# [WHAT TO WORK ON]
Each line in the listing below that contains "parked" should be returned.

# [DATA PROVIDED]
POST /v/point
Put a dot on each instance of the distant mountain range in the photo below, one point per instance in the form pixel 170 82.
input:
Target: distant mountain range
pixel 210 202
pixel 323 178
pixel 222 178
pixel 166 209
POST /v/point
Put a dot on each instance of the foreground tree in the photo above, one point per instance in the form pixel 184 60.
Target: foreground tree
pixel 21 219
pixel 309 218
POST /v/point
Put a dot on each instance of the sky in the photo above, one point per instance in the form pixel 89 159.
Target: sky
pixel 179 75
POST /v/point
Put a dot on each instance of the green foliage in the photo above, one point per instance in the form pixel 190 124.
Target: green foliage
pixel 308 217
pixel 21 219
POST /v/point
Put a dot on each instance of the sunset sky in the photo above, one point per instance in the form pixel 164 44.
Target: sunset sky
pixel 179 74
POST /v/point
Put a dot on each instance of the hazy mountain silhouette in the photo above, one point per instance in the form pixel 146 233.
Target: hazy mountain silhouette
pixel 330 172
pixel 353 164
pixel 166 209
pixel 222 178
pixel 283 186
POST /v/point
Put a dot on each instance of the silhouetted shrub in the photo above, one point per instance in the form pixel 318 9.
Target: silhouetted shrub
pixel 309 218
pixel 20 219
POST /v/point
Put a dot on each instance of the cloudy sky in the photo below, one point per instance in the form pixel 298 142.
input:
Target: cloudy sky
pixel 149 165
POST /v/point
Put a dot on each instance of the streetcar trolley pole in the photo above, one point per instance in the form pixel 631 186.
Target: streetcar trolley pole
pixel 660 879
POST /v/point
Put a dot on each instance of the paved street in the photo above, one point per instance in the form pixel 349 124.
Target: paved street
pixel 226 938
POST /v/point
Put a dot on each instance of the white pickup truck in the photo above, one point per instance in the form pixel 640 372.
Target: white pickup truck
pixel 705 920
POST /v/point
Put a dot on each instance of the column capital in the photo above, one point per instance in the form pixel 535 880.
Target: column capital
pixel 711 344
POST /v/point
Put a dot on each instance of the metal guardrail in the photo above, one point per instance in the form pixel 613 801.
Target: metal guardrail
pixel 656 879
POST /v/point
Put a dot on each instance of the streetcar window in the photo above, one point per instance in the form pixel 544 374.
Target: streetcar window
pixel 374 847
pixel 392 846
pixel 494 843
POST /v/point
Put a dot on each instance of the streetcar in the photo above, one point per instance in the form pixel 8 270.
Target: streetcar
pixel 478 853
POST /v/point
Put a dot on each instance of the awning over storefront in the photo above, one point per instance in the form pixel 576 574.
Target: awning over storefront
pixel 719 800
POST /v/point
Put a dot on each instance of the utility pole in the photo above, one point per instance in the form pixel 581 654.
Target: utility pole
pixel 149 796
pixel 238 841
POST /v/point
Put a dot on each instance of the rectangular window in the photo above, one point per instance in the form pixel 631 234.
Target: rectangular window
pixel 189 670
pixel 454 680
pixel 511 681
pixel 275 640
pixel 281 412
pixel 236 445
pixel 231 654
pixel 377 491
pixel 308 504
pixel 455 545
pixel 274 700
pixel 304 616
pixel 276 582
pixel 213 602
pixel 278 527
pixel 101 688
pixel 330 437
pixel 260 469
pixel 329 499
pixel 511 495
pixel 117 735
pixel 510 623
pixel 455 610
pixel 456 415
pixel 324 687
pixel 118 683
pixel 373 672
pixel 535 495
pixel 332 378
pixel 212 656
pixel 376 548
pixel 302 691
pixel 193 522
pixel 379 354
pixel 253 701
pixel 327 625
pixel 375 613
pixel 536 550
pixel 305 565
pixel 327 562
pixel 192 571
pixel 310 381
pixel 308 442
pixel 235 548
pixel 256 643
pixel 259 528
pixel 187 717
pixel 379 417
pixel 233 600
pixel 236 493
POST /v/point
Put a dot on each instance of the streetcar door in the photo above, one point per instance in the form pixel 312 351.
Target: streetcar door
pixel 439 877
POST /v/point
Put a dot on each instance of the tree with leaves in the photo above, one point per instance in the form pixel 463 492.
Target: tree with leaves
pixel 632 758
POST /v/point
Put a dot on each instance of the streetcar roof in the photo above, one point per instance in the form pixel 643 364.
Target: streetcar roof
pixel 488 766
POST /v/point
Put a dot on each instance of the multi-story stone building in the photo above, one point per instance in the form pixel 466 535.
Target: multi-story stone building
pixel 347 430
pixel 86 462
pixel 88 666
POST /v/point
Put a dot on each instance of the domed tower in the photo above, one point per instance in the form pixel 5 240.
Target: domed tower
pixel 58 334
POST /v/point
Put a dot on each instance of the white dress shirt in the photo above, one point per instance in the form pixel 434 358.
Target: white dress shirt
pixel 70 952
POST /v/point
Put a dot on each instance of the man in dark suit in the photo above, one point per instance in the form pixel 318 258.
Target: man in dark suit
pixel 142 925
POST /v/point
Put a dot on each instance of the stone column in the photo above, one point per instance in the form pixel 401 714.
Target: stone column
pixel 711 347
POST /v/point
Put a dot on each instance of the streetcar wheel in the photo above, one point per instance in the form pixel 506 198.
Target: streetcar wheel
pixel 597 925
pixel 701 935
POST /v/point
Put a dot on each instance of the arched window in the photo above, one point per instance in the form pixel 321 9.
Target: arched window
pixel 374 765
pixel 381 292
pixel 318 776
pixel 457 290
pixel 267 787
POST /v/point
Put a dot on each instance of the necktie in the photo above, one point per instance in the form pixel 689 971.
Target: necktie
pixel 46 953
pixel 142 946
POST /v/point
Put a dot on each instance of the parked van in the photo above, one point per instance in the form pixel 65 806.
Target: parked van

# [SOLUTION FOR THIS EXERCISE]
Put a dot on each instance of the parked van in the photo above, one point per instance in the form pixel 65 806.
Target: parked van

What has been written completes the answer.